In the text below about range and curiosity, in what city were the engineering factories where the writer spent a university summer break working?

> _Document text_:
________________
Discover Your Adventure, Codify Your Value, Unleash Your Wildest Dream.
Wildest Dream
Wildest Dream
Wildest Dreams Come From Range
From Fuxi to Da Vinci, Leibniz to Claude Shannon - human progress has always been driven by those who crossed disciplines. They weren’t specialists. They were explorers. They followed curiosity, saw patterns others missed, and made creative leaps that changed the world. In today’s age of AI, complexity, and constant change, it’s not your niche that will define you - it’s your Range.
Lessons From Leaders On Range
“Smart people are a dime a dozen, they don’t usually amount to much, the real key was being creative. And whether it is Leonardo da Vinci or Benjamin Franklin or Steve Jobs, these are people who love to seek patterns across nature. They were interested in everything you could possibly know. By seeing those patterns, they made mental leaps that others didn’t do.”
Walter Isaacson.
“Time you enjoy wasting is not wasted time.”
John Lennon.
“Modern work demands knowledge transfer: the ability to apply knowledge to new situations and different domains.”
David Epstein, Range: Why Generalists Triumph in a Specialized World.
“Learn how to see. Realize that everything connects to everything else.”
Leonardo da Vinci.
“The creation of something new is not accomplished by the intellect but by the play instinct.”
Carl Jung.
Range Comes From Curiosity.
As a child I never believed I was amazing at any one thing. For Sunday league kids football I was a goalkeeper, then a defender and occasionally a forward in six a side. I could spend hours building Lego sets, arranging toy soldiers into imaginary battles, or piecing together puzzles of the world map and its flags.
In secondary school, I was popular, but not one of the cool kids. In class I was smart, but I never received the attention or pressure of being the smartest. My academic journey was never a straight line. Final exams had ups, downs, and several resits.
What I was great at was curiosity. Sometimes it got me sent out of class for talking too much or asking the wrong question. I wasn’t the best at any one thing, but I had a quiet superpower: I was fascinated by people.
I spent the summer break of university working for an eccentric American who owned a handful of engineering factories in Birmingham. I loved it. I was good at designing logos, understanding finances and organising machinery layouts. I was great at getting on with people – whether the eccentric American or the factory workers. This was one of my first data points that it was valuable to be good at many things.
________________
Source data
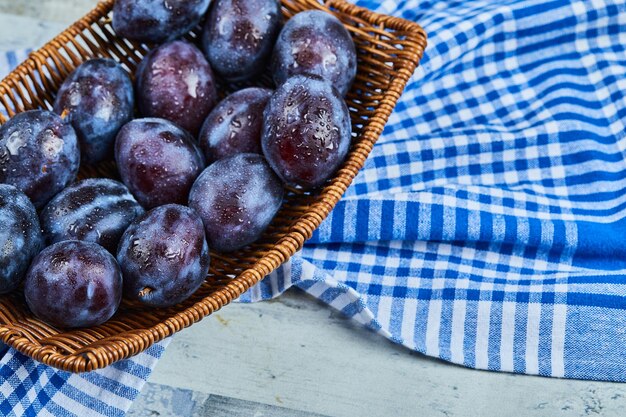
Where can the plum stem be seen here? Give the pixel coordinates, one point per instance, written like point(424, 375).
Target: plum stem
point(145, 292)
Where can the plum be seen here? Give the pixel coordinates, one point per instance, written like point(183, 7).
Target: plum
point(157, 21)
point(306, 132)
point(98, 99)
point(93, 210)
point(158, 161)
point(175, 82)
point(20, 236)
point(239, 36)
point(237, 198)
point(39, 154)
point(315, 42)
point(73, 284)
point(234, 126)
point(164, 256)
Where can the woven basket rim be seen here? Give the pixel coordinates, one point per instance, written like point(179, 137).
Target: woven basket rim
point(114, 348)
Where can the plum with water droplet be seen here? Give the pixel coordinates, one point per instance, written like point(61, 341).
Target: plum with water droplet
point(94, 210)
point(175, 82)
point(239, 36)
point(157, 21)
point(20, 236)
point(237, 198)
point(158, 161)
point(234, 125)
point(39, 154)
point(98, 99)
point(164, 256)
point(306, 132)
point(73, 284)
point(315, 42)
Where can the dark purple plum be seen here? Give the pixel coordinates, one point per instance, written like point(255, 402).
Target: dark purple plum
point(94, 210)
point(175, 82)
point(158, 161)
point(239, 36)
point(20, 236)
point(234, 126)
point(237, 198)
point(73, 284)
point(164, 256)
point(157, 21)
point(98, 99)
point(315, 42)
point(306, 132)
point(39, 154)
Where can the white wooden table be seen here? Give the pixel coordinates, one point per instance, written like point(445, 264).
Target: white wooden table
point(296, 357)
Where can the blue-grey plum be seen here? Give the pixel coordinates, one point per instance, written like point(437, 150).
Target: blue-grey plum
point(158, 161)
point(93, 210)
point(20, 236)
point(306, 131)
point(73, 284)
point(157, 21)
point(98, 99)
point(315, 42)
point(237, 198)
point(234, 126)
point(239, 36)
point(39, 154)
point(175, 82)
point(164, 256)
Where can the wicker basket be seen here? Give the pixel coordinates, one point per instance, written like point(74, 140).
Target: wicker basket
point(389, 50)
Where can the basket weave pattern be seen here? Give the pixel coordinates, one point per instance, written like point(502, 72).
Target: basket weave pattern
point(389, 49)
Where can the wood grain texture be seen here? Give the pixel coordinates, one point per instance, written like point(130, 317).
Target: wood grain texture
point(297, 353)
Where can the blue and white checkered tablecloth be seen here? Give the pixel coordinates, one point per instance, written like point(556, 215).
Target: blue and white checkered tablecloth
point(488, 227)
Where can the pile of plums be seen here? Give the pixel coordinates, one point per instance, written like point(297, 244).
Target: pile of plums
point(196, 173)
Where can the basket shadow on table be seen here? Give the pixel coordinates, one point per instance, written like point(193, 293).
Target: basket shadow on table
point(388, 51)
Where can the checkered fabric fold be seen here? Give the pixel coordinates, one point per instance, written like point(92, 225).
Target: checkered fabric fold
point(488, 225)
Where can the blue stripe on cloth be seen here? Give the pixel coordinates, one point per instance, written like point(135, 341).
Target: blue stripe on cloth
point(485, 229)
point(487, 226)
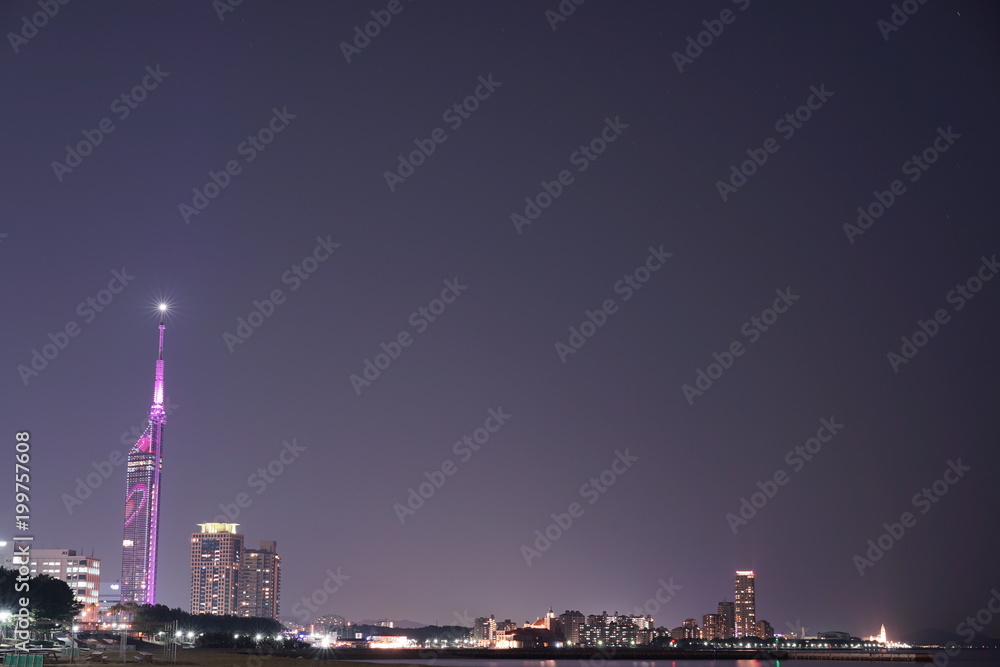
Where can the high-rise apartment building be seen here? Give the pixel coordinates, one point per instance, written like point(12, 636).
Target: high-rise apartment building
point(746, 604)
point(216, 566)
point(727, 619)
point(142, 501)
point(572, 623)
point(260, 579)
point(227, 578)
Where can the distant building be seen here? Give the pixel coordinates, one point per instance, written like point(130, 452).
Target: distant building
point(727, 619)
point(616, 630)
point(260, 581)
point(572, 623)
point(81, 573)
point(710, 624)
point(216, 564)
point(484, 631)
point(746, 604)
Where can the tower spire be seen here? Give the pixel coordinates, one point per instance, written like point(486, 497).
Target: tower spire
point(157, 415)
point(142, 499)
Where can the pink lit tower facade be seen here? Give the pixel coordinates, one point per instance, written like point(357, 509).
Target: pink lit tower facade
point(142, 500)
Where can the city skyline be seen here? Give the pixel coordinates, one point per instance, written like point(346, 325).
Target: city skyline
point(491, 307)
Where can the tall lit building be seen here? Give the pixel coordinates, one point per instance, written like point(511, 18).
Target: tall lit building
point(142, 500)
point(260, 581)
point(710, 626)
point(216, 565)
point(81, 573)
point(746, 604)
point(727, 620)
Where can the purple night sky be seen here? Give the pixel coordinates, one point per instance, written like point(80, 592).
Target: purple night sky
point(623, 280)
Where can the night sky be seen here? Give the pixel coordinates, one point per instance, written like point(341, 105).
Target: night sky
point(682, 190)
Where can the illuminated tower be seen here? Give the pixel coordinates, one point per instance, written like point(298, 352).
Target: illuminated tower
point(142, 500)
point(746, 604)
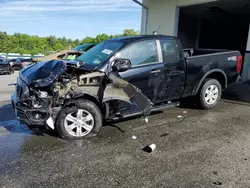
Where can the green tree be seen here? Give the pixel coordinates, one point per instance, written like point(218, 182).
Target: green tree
point(23, 43)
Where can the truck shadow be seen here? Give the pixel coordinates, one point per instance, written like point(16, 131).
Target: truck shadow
point(238, 92)
point(11, 124)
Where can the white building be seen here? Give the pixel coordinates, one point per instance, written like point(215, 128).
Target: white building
point(222, 24)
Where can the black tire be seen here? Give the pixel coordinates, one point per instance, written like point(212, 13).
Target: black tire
point(202, 94)
point(83, 104)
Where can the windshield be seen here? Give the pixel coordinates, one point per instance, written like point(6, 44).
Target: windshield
point(81, 48)
point(98, 54)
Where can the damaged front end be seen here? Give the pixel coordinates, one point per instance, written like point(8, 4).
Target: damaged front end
point(45, 88)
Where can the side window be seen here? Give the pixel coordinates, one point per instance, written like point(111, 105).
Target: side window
point(143, 52)
point(170, 50)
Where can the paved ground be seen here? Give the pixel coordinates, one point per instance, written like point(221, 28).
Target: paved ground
point(199, 149)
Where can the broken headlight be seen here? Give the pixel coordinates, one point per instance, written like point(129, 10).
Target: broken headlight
point(42, 94)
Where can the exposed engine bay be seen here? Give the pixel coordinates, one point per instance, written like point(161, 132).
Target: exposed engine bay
point(47, 87)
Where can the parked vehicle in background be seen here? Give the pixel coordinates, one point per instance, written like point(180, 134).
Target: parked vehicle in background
point(85, 47)
point(11, 61)
point(65, 54)
point(21, 63)
point(120, 78)
point(5, 67)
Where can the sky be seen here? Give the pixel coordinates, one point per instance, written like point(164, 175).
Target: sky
point(73, 19)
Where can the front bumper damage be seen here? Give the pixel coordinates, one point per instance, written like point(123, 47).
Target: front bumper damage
point(104, 88)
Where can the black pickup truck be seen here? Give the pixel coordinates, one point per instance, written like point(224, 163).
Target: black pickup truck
point(119, 78)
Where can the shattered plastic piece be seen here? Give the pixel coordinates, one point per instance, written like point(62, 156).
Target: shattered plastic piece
point(50, 123)
point(149, 148)
point(134, 137)
point(217, 183)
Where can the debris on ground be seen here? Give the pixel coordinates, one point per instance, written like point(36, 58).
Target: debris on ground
point(217, 183)
point(134, 137)
point(163, 135)
point(149, 148)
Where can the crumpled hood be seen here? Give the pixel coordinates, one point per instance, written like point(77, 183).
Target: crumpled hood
point(44, 72)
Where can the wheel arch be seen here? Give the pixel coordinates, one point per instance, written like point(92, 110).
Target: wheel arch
point(217, 74)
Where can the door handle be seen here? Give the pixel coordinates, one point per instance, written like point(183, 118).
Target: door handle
point(155, 71)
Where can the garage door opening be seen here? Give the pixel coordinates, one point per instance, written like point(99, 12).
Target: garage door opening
point(219, 24)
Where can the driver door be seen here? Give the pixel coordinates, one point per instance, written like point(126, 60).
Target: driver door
point(146, 72)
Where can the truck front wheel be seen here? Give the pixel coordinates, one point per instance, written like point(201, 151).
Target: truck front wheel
point(81, 120)
point(210, 93)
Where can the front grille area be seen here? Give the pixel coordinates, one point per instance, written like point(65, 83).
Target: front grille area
point(19, 90)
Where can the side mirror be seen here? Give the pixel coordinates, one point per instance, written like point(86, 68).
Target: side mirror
point(121, 65)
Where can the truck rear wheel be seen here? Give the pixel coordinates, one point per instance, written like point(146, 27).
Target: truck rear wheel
point(210, 93)
point(82, 120)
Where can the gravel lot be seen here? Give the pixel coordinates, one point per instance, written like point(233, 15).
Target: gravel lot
point(198, 149)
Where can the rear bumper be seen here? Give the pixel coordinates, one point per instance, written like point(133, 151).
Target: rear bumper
point(29, 116)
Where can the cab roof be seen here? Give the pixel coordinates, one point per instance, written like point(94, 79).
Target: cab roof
point(128, 39)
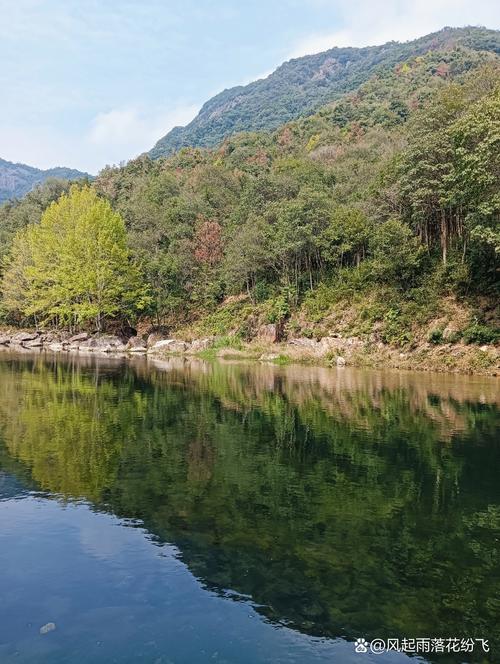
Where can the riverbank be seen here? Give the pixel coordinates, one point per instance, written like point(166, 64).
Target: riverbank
point(327, 351)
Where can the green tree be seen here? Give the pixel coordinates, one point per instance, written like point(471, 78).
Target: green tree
point(74, 268)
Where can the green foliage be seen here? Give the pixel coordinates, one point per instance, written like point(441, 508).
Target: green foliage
point(480, 333)
point(435, 336)
point(74, 267)
point(302, 85)
point(385, 199)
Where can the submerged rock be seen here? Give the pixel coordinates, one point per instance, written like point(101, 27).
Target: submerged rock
point(48, 627)
point(21, 337)
point(136, 345)
point(83, 336)
point(200, 344)
point(170, 346)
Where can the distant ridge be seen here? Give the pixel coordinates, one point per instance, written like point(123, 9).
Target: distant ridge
point(300, 86)
point(16, 180)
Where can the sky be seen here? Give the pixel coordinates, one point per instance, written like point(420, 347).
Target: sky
point(85, 83)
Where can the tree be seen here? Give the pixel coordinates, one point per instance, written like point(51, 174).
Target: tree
point(74, 268)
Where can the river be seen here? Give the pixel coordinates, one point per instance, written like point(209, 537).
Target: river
point(182, 512)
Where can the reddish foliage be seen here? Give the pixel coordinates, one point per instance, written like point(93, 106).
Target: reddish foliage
point(208, 241)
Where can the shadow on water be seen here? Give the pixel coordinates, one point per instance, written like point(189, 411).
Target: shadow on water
point(342, 502)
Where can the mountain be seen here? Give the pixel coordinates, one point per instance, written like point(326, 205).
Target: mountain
point(302, 85)
point(16, 180)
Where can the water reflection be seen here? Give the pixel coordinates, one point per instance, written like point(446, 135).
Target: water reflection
point(343, 503)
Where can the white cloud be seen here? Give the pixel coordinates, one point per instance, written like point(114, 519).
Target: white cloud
point(111, 137)
point(369, 22)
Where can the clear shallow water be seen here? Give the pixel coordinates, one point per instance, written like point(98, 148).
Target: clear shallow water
point(189, 512)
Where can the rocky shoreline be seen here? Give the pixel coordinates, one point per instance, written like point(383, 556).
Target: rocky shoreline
point(99, 343)
point(330, 351)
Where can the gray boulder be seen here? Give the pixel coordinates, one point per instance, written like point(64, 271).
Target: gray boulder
point(22, 337)
point(169, 346)
point(83, 336)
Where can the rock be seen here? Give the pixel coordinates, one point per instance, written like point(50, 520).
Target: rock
point(154, 337)
point(309, 344)
point(269, 333)
point(200, 344)
point(83, 336)
point(169, 346)
point(269, 357)
point(105, 343)
point(21, 337)
point(136, 345)
point(34, 343)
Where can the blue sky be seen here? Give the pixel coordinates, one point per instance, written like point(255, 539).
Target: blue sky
point(95, 82)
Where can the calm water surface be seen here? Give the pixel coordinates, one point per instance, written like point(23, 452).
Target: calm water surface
point(181, 512)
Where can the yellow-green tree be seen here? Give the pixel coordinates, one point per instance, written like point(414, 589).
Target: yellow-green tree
point(75, 267)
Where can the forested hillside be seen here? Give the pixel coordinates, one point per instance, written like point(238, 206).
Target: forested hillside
point(375, 218)
point(17, 179)
point(302, 85)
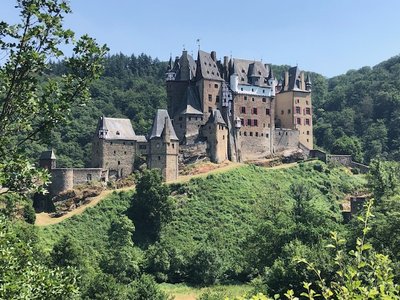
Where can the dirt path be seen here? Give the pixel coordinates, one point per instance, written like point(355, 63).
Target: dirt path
point(44, 219)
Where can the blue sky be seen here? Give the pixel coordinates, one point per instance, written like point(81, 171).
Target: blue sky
point(325, 36)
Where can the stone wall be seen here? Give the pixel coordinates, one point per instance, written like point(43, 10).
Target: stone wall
point(217, 140)
point(285, 139)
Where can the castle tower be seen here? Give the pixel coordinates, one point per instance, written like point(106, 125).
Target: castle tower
point(47, 160)
point(114, 147)
point(294, 107)
point(163, 146)
point(216, 132)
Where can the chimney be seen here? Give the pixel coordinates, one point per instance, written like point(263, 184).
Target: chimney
point(214, 55)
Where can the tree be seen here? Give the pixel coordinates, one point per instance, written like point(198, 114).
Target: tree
point(122, 261)
point(151, 207)
point(31, 103)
________________
> _Task output_:
Birmingham